• _Problem description_: Please transcribe all of the records precisely.
* * *
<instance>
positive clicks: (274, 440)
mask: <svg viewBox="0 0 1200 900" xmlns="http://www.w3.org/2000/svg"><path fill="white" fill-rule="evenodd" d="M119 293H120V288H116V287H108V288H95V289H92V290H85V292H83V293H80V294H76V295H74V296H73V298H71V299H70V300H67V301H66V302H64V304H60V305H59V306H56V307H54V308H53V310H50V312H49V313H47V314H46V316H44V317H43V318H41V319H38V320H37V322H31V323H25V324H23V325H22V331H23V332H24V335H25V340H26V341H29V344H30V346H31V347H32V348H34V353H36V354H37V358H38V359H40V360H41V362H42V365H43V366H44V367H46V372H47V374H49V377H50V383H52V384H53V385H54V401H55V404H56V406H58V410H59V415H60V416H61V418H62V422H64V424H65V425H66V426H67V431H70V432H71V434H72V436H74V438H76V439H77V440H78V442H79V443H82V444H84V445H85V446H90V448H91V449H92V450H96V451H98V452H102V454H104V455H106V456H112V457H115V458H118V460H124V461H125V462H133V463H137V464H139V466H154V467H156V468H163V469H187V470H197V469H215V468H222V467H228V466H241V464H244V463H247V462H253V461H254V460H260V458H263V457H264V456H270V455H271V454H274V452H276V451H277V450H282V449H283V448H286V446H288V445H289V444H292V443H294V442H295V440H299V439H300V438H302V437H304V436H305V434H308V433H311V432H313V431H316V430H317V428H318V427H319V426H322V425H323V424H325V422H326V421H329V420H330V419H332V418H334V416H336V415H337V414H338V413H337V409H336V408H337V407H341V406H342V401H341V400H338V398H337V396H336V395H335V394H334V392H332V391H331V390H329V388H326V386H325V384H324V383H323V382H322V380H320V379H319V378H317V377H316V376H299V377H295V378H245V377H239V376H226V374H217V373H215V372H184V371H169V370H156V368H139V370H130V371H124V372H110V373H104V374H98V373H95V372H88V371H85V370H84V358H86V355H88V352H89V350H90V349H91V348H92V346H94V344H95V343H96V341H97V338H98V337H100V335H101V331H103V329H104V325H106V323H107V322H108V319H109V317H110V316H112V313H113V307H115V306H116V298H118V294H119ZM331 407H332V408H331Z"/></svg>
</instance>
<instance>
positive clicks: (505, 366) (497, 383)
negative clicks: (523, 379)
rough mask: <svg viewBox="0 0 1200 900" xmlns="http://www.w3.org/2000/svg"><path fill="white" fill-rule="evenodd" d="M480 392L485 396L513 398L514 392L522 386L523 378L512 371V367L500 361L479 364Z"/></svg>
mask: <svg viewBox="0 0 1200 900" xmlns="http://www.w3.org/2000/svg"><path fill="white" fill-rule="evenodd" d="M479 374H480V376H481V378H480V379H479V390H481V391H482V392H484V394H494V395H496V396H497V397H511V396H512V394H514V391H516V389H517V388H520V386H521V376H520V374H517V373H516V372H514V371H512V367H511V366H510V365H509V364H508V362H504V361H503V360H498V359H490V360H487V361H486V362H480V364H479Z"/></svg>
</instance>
* * *
• _Solved exercise_:
<instance>
positive clicks: (274, 440)
mask: <svg viewBox="0 0 1200 900" xmlns="http://www.w3.org/2000/svg"><path fill="white" fill-rule="evenodd" d="M119 293H120V288H116V287H108V288H95V289H92V290H85V292H83V293H80V294H76V295H74V296H73V298H71V299H70V300H67V301H66V302H64V304H60V305H59V306H56V307H54V308H53V310H50V312H49V313H47V314H46V316H44V317H43V318H41V319H38V320H37V322H31V323H25V324H23V325H22V331H23V332H24V335H25V340H26V341H29V344H30V346H31V347H32V348H34V353H36V354H37V358H38V359H40V360H41V362H42V365H43V366H44V367H46V372H47V374H49V377H50V383H52V384H53V385H54V401H55V404H56V406H58V410H59V415H60V416H61V418H62V422H64V424H65V425H66V426H67V431H70V432H71V434H72V436H74V438H76V439H77V440H78V442H79V443H82V444H84V445H85V446H90V448H91V449H92V450H96V451H98V452H102V454H104V455H106V456H112V457H115V458H118V460H124V461H125V462H133V463H137V464H139V466H154V467H156V468H163V469H187V470H197V469H215V468H222V467H228V466H241V464H244V463H247V462H253V461H254V460H260V458H263V457H264V456H270V455H271V454H274V452H276V451H277V450H282V449H283V448H286V446H288V445H289V444H292V443H294V442H295V440H299V439H300V438H302V437H304V436H305V434H308V433H311V432H313V431H316V430H317V428H318V427H319V426H322V425H323V424H325V422H326V421H329V420H330V419H332V418H334V416H336V415H337V414H338V413H337V409H336V408H337V407H341V406H342V401H341V400H338V398H337V396H336V395H335V394H334V392H332V391H331V390H329V388H326V386H325V384H324V383H323V382H322V380H320V379H319V378H317V377H316V376H299V377H295V378H245V377H239V376H226V374H217V373H215V372H184V371H169V370H156V368H139V370H130V371H124V372H110V373H104V374H98V373H95V372H88V371H85V370H84V358H86V355H88V352H89V350H90V349H91V348H92V346H94V344H95V343H96V341H97V338H98V337H100V335H101V331H103V329H104V325H106V323H107V322H108V319H109V317H110V316H112V313H113V307H115V306H116V298H118V294H119ZM331 407H332V408H331Z"/></svg>
</instance>
<instance>
positive clicks: (505, 366) (497, 383)
negative clicks: (523, 379)
rough mask: <svg viewBox="0 0 1200 900" xmlns="http://www.w3.org/2000/svg"><path fill="white" fill-rule="evenodd" d="M480 392L485 396L513 398L514 392L522 386L523 378L512 371V367L500 361L479 364Z"/></svg>
mask: <svg viewBox="0 0 1200 900" xmlns="http://www.w3.org/2000/svg"><path fill="white" fill-rule="evenodd" d="M479 374H480V376H481V378H480V379H479V390H481V391H482V392H484V394H494V395H496V396H497V397H511V396H512V394H514V391H516V389H517V388H520V386H521V376H520V374H517V373H516V372H514V371H512V367H511V366H510V365H509V364H508V362H504V361H503V360H498V359H490V360H487V361H486V362H480V364H479Z"/></svg>
</instance>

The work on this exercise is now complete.